▶ _Stated task_
Please count the lines in the listing below that contain the string "white", treating case as significant, and reply with the number alone.

***** Data

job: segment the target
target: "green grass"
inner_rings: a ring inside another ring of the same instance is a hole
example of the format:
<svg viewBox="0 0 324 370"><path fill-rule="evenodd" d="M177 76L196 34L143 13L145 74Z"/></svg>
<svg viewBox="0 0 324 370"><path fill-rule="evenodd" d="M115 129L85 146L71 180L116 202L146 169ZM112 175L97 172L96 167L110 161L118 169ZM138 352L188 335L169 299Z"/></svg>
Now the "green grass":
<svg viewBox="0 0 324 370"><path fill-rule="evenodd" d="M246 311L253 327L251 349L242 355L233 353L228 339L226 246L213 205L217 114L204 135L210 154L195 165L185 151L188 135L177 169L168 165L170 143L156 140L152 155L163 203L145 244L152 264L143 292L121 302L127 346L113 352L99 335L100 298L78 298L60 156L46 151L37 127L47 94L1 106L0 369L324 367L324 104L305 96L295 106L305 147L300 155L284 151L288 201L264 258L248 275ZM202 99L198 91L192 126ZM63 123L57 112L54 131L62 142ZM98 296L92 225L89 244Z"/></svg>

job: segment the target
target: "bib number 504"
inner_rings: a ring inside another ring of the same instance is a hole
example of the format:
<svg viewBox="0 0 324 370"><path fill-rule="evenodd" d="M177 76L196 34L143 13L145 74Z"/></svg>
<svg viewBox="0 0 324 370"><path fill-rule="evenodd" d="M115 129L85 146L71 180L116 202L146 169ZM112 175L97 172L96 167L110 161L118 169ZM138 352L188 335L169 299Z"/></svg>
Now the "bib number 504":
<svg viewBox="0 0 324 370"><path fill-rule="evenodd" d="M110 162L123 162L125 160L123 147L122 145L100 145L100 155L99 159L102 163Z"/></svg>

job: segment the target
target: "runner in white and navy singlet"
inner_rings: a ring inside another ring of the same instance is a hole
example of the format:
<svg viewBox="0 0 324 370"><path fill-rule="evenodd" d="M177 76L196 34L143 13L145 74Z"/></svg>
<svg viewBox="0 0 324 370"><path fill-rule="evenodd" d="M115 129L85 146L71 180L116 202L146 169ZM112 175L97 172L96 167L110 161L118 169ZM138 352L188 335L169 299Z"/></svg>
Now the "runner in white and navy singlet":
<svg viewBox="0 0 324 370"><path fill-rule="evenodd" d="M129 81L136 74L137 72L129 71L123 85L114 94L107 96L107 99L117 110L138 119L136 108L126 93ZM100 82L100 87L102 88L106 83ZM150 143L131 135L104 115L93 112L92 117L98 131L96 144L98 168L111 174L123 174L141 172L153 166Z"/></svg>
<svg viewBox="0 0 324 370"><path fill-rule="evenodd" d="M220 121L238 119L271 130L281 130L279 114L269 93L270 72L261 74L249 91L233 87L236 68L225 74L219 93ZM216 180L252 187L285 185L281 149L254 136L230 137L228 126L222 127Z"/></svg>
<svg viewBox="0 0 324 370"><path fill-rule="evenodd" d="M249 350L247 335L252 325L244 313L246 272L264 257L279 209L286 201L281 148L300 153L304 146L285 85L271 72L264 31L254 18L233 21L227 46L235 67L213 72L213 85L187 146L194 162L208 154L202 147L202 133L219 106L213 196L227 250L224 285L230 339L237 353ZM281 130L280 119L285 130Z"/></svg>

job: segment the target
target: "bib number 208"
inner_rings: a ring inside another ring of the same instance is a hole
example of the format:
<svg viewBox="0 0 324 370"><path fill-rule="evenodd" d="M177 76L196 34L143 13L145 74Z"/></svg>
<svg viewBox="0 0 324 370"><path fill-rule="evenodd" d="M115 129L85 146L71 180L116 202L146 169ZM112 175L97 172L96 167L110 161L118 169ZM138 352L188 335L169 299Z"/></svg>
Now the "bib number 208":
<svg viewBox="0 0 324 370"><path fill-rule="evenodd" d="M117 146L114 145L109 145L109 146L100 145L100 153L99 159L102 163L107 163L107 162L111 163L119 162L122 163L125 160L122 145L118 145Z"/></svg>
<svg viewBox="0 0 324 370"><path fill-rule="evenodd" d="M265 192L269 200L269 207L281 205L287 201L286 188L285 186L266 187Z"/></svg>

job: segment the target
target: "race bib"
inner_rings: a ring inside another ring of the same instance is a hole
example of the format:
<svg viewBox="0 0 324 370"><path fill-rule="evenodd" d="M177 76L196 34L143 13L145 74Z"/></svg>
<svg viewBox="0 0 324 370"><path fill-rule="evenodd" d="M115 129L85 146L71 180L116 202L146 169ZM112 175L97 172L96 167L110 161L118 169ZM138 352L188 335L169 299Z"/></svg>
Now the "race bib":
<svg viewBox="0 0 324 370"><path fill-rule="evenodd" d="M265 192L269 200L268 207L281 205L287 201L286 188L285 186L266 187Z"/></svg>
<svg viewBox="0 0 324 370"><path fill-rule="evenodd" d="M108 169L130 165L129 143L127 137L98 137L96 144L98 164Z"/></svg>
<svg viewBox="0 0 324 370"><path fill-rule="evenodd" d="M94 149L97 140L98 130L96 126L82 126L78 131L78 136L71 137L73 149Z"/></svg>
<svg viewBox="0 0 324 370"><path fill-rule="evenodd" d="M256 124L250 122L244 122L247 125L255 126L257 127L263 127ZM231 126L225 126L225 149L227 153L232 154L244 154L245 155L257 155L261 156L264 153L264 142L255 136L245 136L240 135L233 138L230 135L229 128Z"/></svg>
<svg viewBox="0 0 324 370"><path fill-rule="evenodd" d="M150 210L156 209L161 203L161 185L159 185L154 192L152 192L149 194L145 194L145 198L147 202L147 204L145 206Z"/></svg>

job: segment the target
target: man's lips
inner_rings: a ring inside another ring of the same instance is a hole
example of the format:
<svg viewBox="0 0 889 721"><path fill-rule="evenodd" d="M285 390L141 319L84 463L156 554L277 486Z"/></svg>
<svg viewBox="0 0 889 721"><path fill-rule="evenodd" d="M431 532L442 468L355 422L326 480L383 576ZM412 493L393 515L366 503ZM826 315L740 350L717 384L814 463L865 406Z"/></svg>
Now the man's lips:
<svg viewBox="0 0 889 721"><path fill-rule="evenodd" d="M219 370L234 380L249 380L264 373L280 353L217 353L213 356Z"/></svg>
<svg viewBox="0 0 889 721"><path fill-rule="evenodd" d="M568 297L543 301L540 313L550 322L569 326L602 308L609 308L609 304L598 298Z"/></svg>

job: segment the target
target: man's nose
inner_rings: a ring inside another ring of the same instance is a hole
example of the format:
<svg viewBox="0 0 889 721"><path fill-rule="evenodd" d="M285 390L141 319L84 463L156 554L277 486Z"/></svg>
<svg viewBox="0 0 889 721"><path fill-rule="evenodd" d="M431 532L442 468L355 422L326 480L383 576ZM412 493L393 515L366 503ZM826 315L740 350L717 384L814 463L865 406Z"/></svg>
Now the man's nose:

**********

▶ _Response_
2